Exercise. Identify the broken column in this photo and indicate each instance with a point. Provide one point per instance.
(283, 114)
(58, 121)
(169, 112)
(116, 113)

## TASK DETAILS
Once you have read the records above, write them all out exactly.

## OUTPUT FOR THIS EXERCISE
Exercise. Identify the broken column in this photo and indicate each instance with a point. Provide one point per instance.
(283, 114)
(58, 121)
(169, 112)
(116, 113)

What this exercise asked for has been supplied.